» EXERCISE DETAILS:
The required output is the line containing "Annotation guideline: for every instance of the bus tire, put" through the final line of the material below, printed exactly, with no other lines.

Excerpts from point annotation data:
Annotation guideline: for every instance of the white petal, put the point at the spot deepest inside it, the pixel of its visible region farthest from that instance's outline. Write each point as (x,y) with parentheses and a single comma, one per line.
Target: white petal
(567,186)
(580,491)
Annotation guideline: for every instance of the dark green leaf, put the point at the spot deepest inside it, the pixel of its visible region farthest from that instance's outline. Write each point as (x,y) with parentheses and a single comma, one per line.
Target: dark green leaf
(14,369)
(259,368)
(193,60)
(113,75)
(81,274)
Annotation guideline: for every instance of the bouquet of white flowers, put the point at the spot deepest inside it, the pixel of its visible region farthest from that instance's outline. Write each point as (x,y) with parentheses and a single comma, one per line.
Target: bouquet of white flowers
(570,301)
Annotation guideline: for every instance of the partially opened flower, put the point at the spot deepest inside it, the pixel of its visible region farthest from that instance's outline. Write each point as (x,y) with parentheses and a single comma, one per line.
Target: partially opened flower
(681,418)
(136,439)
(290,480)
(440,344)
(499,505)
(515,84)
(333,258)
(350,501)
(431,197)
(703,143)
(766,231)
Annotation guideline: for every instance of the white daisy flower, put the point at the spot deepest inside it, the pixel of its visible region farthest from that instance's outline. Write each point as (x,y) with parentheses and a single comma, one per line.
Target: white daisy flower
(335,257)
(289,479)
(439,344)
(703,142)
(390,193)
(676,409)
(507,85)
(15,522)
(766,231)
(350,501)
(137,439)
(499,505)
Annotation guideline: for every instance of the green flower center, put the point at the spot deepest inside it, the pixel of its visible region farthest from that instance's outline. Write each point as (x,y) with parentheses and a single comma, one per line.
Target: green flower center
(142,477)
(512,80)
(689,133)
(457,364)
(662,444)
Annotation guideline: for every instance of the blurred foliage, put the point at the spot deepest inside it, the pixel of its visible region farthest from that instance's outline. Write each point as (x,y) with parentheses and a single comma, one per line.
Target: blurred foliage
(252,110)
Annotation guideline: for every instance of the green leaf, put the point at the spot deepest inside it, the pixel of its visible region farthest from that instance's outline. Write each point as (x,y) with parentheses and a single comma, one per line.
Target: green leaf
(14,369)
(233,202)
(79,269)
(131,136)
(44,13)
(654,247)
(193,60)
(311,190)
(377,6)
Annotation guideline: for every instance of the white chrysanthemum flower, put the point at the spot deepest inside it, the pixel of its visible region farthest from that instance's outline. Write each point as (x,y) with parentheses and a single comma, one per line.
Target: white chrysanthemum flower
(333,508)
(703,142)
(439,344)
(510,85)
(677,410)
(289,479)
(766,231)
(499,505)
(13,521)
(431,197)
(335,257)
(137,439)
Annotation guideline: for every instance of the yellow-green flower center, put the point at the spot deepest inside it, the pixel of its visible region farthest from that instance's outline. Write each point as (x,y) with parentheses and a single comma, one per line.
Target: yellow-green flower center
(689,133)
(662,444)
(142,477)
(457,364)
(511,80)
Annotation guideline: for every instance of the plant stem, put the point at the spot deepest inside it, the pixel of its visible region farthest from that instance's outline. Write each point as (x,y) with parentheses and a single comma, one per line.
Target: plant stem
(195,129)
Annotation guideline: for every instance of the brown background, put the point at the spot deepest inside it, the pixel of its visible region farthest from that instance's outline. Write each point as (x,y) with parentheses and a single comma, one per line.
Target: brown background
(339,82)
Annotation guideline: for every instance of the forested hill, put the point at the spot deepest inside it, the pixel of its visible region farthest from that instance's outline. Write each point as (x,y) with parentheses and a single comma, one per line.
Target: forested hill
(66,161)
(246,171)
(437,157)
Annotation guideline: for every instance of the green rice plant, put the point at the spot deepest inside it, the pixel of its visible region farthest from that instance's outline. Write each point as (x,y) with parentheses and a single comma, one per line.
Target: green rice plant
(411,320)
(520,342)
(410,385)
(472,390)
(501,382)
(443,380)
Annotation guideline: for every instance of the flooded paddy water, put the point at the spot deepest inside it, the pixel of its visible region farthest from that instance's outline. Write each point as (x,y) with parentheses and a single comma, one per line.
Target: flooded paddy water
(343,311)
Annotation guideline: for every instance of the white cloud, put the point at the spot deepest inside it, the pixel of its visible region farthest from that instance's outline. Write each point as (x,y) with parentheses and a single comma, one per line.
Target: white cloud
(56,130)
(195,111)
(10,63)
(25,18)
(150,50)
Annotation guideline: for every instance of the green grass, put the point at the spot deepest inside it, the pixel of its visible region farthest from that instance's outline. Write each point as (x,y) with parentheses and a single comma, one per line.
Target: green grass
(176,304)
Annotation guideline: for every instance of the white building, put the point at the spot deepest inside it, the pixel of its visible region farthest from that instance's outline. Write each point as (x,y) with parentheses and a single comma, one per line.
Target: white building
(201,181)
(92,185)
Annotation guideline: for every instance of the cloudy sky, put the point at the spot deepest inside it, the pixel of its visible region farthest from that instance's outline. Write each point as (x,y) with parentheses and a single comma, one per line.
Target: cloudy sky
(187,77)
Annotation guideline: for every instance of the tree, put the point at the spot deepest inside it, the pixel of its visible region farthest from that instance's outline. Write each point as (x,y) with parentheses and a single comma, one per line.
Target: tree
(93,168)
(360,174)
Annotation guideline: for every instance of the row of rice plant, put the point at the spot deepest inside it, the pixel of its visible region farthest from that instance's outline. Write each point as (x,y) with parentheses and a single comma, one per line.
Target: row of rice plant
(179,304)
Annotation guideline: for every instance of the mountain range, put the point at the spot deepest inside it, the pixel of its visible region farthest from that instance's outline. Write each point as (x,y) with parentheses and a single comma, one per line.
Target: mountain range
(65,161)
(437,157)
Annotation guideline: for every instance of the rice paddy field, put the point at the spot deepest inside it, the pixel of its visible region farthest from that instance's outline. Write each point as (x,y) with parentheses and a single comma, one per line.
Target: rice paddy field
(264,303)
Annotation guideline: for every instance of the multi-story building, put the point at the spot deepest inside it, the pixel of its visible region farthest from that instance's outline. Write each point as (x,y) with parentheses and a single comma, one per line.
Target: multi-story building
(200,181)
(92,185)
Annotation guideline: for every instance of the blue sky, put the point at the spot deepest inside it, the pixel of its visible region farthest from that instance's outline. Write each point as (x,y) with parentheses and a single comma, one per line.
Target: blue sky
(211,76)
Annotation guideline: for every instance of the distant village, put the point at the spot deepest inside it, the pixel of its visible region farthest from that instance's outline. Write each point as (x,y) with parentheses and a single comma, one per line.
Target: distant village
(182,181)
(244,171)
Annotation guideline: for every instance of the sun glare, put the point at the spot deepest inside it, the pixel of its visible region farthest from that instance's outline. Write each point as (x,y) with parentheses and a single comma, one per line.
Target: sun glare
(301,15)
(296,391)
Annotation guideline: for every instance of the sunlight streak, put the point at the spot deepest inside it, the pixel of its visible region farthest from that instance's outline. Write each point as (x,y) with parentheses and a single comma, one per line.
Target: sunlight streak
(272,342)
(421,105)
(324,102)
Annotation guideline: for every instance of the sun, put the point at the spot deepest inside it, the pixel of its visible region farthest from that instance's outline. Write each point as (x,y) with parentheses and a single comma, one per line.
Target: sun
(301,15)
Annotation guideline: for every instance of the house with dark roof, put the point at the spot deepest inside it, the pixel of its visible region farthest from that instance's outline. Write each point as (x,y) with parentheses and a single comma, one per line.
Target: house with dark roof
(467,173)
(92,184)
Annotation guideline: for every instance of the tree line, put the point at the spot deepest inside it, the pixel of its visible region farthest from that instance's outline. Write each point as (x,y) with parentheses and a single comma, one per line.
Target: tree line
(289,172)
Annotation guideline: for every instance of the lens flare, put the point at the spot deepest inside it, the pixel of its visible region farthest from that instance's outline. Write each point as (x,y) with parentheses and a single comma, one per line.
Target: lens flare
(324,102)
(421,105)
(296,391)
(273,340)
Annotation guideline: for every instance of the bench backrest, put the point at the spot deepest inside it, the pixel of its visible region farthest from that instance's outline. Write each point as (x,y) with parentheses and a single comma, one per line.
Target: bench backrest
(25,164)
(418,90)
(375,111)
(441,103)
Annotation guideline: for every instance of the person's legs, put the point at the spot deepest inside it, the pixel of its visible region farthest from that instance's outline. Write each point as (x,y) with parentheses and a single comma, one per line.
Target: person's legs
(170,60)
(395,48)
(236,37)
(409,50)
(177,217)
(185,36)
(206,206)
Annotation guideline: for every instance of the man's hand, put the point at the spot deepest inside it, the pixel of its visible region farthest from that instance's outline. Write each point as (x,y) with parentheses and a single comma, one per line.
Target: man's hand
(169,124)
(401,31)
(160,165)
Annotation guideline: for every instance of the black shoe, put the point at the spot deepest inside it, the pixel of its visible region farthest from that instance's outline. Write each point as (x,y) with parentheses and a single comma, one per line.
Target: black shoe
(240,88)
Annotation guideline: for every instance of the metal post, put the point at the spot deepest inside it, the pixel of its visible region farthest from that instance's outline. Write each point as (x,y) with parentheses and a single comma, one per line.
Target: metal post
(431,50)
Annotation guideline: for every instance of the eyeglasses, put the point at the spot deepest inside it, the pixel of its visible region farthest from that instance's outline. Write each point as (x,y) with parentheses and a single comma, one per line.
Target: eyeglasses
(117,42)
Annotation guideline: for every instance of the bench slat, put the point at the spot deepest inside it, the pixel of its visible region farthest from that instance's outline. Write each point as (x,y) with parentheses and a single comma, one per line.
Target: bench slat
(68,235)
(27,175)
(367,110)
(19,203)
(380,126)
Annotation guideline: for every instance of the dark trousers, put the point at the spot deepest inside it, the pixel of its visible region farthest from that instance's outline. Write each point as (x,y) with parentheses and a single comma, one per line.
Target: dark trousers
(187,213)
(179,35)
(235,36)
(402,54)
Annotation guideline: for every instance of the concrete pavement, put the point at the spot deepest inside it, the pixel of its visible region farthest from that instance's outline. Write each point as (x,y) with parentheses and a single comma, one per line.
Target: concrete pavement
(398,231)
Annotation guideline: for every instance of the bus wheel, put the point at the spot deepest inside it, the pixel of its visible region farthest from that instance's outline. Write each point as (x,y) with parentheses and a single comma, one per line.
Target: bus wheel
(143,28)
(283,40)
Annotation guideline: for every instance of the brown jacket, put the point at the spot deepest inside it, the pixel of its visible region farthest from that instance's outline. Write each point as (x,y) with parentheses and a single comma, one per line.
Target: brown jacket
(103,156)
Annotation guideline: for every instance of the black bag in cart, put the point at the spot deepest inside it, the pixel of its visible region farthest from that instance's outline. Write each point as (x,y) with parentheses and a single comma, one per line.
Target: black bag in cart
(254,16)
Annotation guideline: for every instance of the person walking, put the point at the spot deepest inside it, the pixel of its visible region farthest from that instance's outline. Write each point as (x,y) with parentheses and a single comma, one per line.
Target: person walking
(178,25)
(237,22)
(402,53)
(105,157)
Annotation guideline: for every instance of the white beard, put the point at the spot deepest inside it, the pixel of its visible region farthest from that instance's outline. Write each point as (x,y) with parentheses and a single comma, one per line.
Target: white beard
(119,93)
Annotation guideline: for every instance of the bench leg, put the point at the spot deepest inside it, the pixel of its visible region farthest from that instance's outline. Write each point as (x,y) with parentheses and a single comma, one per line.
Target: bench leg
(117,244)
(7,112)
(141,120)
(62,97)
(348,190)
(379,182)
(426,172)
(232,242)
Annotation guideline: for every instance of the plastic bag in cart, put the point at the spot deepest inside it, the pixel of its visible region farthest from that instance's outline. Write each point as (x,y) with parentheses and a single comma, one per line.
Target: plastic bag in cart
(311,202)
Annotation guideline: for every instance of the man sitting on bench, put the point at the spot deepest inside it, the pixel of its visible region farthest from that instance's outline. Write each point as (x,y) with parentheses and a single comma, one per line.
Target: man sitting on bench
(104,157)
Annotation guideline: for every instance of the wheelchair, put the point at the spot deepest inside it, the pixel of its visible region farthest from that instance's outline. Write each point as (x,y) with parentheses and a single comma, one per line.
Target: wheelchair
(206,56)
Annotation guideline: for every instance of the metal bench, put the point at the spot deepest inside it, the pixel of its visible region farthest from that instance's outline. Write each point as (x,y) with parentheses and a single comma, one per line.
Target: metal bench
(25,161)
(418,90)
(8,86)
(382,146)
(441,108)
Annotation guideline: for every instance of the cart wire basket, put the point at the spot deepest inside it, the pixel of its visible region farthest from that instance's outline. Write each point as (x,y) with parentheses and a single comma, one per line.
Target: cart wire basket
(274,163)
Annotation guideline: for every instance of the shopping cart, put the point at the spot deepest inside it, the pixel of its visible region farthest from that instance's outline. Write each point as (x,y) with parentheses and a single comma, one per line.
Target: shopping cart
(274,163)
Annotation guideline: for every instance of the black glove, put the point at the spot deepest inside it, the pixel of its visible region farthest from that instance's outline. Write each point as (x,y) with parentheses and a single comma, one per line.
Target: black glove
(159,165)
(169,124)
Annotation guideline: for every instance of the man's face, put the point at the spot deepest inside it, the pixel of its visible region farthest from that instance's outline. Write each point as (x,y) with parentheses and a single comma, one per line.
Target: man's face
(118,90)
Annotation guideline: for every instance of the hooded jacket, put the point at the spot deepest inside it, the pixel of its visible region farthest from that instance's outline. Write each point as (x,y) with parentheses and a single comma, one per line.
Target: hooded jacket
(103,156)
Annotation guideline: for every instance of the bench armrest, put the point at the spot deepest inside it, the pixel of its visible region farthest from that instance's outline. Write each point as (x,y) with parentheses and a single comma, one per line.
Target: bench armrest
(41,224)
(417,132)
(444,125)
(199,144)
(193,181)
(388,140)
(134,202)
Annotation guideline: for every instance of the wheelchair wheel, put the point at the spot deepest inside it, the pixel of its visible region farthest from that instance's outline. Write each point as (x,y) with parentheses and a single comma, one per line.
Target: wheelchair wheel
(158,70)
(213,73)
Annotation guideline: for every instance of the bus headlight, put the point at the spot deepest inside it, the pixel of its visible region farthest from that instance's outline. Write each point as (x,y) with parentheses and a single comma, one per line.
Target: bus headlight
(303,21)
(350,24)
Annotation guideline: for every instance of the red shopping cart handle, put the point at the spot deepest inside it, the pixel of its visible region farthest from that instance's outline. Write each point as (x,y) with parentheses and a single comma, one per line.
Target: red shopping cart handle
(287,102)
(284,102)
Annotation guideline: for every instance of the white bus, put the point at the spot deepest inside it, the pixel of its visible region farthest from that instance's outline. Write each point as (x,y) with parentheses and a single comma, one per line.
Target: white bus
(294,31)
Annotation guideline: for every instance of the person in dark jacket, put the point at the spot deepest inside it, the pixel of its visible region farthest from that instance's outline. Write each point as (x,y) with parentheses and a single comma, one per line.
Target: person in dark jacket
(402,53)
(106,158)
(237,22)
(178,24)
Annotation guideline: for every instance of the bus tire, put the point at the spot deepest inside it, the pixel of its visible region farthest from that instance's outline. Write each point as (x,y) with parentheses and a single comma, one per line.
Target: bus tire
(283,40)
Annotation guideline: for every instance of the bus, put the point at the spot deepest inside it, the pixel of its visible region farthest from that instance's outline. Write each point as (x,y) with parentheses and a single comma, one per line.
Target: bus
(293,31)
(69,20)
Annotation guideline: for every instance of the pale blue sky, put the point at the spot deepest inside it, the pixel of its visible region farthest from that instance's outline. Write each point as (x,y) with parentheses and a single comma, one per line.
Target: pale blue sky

» ANSWER TO THE PROBLEM:
Annotation guideline: for every instance of the bus tire, put the point at the spot deepest inside it, the pixel of its visible region farthest from that instance's outline. Write each point as (x,y) with parentheses and a single comma, one per line.
Target: bus tire
(283,40)
Annotation guideline: for every instance of the bus, put the point at the spot deepest inside it, the pixel of its visible region farthest from that instance's outline. Write each point as (x,y) with parentheses and a single comma, one per line.
Target: bus
(293,31)
(69,20)
Annotation guideline: for every instance of the pale blue sky, put the point at the spot deepest inside it, the pixel of its visible region farthest from that instance's outline. Write each point as (x,y) with parentheses and a single comma, one per line.
Target: pale blue sky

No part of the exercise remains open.